_Explore the material_
1. In the passage on Gandhi and nonviolence, which of the two modes of power is described as more basic?
2. Return the portion of the passage on Gandhi and nonviolence between "Two modes of" and "to be paramount.", inclusive, copied verbatim.

_Text passage_
________________

In 1950 Bharantan Kumarappa, Gandhi’s editor, summarised this broad understanding of nonviolence (satyagraha) as the power animating all aspects of life and its manifestation in specific social systems of ethics, self-government, ecological economics, and nonviolent agonistics:
Satyagraha or nonviolent resistance, as conceived by Gandhiji, has an important lesson for pacifists and war-resisters of the West. Western pacifists have so far proved ineffective because they have thought that war can be resisted by mere propaganda, conscientious objection, and organisation for settling disputes. Gandhiji showed that nonviolent to be effective requires constructive effort in every sphere of life, individual, social, economic, and political. These spheres have to be organised and refashioned in such a way that the people will have learnt to be nonviolent in their daily lives, manage their affairs on a cooperative and nonviolent basis, and thus have acquired sufficient strength and resourcefulness to be able to offer nonviolent resistance against organised violence. The practice of nonviolence in the political sphere is not, therefore, a mere matter of preaching or even of establishing arbitration courts or Leagues of Nations, but involves building up brick by brick, with patience and industry, a new nonviolent social and economic order. It depends ultimately on banishing violence from the heart of the individual, and making of him a transformed disciplined person. Gandhiji’s contribution lay in evolving the necessary technique and showing by example how all this can be done10.
Two modes of power – nonviolence and violence – and their various forms
As I mentioned, at the heart of Gandhi’s analysis is a contrast between two general modes of power that have many specific manifestations in different relationships and circumstances. These are the power of violence, domination and exploitation (power-over), and the power of nonviolence, non-domination and non-exploitation (power-with). Of the two, the power of nonviolence is more basic. It is the power that animates and connects all forms of life in infinitely complex relationships of interdependency, symbiosis, mutual aid and nonviolent dispute resolution without which life would not exist and evolve. In modern industrial societies, we are entangled in both modes of power in their various instantiations. However, relations of violence, domination and exploitation of humans and the living earth tend to be paramount.
The recourse to violence (in attitude and/or deed), the threat of violence, or to structures enforced by violence to resolve disputes in the last instance, and the continuous preparation for the next and more destructive round of violence and counter-violence, world without end, is the specific manifestation of the general mode of power that runs throughout modern societies. Violence is not only used to impose coercive relationships of power-over others. It requires relationships and ever more extensive military-industrial-economic complexes of command- obedience and ruler-ruled in order to mobilise for the next cycle of violence and counter- violence. And these dominant relationships have social-cultural blowback effects on all social relationships. Violent conflict becomes the prototype for nonviolent forms of competition and conflict resolution in the political, economic and social spheres. When people mobilise to resist the injustices in these societies, then tend to organise themselves in the mirror image of the dominant powers-that-be, and orient themselves to seizing their concentrated forms of power themselves in armed or unarmed friend-enemy struggles11.

________________

_Extracted records_

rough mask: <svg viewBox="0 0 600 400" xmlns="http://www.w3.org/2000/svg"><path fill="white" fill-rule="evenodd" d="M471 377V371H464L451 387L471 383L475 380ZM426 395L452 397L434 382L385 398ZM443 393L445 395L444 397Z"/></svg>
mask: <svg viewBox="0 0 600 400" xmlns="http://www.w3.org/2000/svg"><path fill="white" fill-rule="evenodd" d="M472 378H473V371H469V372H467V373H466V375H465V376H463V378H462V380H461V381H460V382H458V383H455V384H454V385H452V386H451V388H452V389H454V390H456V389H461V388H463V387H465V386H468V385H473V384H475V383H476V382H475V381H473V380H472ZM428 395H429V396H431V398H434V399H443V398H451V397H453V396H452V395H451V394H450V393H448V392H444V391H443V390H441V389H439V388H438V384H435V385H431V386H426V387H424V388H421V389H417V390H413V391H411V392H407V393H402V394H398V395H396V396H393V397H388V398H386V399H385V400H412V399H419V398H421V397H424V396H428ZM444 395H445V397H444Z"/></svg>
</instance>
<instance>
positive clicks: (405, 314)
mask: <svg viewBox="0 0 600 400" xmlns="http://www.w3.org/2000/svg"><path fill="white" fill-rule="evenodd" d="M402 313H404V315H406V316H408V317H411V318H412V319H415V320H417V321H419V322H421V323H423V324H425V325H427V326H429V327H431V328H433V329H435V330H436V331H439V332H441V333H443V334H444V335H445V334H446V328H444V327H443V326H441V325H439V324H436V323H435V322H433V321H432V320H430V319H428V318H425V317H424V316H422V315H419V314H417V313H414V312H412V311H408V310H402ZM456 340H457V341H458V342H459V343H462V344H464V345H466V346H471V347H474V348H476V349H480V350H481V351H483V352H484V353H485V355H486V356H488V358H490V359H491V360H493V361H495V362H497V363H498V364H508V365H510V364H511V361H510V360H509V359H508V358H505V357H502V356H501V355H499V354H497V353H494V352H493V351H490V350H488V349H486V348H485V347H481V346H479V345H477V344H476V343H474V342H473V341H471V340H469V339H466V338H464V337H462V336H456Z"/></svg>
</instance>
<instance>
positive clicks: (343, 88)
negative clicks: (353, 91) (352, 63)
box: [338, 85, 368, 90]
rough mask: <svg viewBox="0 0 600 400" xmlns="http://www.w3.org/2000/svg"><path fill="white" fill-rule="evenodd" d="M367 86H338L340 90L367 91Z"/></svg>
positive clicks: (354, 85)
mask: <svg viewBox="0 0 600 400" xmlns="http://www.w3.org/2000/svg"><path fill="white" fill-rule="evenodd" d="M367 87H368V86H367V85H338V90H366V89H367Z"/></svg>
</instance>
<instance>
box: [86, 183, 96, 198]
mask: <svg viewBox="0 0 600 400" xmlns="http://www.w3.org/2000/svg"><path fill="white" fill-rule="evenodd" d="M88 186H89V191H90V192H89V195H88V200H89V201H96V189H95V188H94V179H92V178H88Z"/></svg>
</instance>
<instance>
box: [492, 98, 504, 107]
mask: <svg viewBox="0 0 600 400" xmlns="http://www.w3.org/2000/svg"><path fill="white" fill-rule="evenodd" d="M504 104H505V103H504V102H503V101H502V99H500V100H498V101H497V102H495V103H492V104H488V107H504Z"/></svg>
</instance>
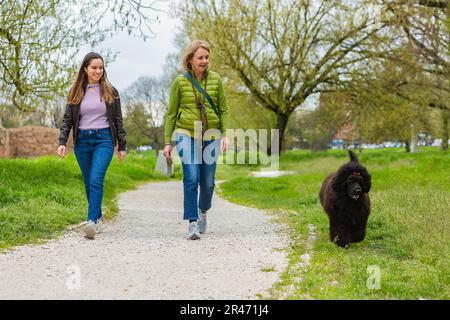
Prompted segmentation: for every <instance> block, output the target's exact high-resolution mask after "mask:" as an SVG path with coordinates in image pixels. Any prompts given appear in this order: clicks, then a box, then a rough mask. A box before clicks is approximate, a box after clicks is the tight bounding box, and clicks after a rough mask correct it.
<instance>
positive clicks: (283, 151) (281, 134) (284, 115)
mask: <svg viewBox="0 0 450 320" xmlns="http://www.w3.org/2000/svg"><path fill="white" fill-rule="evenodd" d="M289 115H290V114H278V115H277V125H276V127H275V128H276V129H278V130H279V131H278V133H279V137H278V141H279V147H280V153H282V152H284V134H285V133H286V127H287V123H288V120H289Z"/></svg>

________________

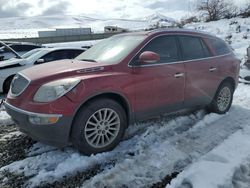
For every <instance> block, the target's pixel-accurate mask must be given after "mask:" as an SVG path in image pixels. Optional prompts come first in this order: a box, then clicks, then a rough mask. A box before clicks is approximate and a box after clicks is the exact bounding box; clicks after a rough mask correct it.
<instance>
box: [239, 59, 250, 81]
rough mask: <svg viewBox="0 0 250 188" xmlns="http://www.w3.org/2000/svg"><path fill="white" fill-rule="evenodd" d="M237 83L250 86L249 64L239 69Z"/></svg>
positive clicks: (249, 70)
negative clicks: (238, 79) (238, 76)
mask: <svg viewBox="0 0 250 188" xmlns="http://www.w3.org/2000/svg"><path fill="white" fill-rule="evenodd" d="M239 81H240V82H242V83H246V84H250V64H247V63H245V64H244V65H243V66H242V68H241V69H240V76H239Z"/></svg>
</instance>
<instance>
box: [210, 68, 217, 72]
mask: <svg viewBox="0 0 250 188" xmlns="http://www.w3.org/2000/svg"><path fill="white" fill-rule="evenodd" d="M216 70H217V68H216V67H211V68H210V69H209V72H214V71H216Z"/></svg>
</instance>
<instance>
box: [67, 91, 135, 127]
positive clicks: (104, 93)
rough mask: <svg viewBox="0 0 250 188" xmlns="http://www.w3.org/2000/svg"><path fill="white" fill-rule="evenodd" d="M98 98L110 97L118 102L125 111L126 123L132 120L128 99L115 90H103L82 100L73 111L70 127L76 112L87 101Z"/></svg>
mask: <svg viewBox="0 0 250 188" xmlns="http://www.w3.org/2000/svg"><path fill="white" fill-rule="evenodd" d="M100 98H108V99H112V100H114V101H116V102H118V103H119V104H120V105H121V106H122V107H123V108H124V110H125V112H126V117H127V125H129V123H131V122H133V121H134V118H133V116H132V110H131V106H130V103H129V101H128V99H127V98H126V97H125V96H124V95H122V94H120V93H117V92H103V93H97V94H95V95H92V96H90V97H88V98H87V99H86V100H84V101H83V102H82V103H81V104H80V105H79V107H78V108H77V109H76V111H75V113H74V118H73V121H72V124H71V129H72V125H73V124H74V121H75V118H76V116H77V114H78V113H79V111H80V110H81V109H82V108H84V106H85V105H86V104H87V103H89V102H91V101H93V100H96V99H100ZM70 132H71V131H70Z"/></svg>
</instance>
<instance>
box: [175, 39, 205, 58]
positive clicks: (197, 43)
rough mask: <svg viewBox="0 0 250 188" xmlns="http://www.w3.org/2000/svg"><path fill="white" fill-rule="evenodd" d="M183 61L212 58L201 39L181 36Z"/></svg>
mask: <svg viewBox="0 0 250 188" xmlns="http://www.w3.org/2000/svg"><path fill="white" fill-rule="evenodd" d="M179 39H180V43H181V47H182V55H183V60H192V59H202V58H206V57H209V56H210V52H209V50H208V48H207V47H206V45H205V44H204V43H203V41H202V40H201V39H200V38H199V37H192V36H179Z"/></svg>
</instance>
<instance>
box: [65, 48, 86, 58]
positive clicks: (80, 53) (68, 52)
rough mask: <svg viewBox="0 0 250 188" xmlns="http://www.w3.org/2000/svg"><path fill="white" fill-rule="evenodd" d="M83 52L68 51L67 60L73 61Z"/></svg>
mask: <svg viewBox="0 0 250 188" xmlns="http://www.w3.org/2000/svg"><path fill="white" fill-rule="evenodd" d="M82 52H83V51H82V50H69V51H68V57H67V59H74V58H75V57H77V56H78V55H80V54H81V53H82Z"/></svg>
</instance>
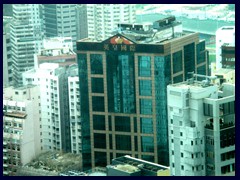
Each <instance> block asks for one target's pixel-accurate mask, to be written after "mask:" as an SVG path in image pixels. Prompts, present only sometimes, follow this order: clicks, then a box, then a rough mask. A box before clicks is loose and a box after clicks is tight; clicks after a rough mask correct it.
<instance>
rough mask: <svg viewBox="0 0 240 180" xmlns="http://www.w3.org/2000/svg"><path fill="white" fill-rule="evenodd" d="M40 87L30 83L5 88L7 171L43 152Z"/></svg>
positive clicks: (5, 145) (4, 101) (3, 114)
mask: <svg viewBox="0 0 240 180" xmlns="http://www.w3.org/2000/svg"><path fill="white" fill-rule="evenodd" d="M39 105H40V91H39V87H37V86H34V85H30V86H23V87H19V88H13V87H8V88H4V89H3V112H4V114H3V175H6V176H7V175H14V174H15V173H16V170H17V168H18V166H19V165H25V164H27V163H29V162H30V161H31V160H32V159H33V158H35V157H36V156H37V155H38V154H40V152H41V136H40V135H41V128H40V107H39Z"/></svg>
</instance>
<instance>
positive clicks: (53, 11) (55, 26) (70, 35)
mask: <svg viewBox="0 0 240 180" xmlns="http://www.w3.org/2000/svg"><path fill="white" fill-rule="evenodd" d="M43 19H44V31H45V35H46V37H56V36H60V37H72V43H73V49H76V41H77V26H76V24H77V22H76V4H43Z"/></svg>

________________

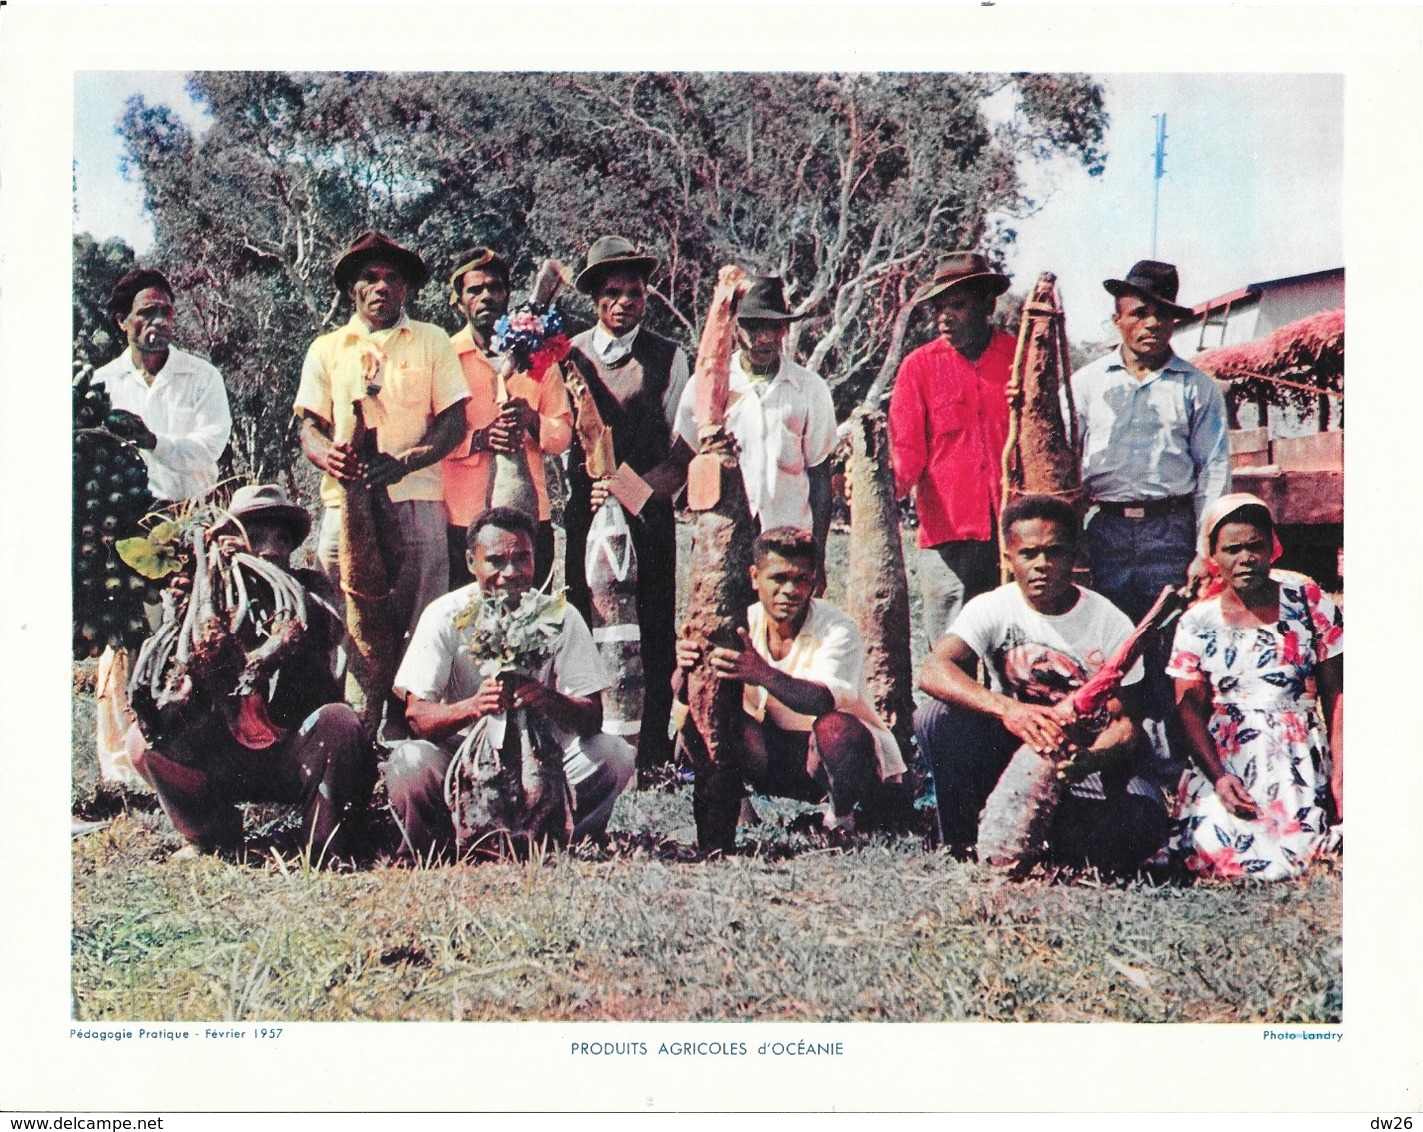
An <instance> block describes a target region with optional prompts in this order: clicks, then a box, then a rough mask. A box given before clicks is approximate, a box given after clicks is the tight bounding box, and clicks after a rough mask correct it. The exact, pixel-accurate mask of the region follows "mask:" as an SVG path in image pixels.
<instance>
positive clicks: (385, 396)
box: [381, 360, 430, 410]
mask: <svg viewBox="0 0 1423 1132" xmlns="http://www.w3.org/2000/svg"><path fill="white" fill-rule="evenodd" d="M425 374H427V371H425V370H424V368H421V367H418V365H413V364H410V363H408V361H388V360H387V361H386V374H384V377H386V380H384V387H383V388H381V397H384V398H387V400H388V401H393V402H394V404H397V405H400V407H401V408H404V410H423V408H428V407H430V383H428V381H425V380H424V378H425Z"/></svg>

________________

_Answers per task_
1. The power of nonviolence is more basic.

2.
Two modes of power – nonviolence and violence – and their various forms
As I mentioned, at the heart of Gandhi’s analysis is a contrast between two general modes of power that have many specific manifestations in different relationships and circumstances. These are the power of violence, domination and exploitation (power-over), and the power of nonviolence, non-domination and non-exploitation (power-with). Of the two, the power of nonviolence is more basic. It is the power that animates and connects all forms of life in infinitely complex relationships of interdependency, symbiosis, mutual aid and nonviolent dispute resolution without which life would not exist and evolve. In modern industrial societies, we are entangled in both modes of power in their various instantiations. However, relations of violence, domination and exploitation of humans and the living earth tend to be paramount.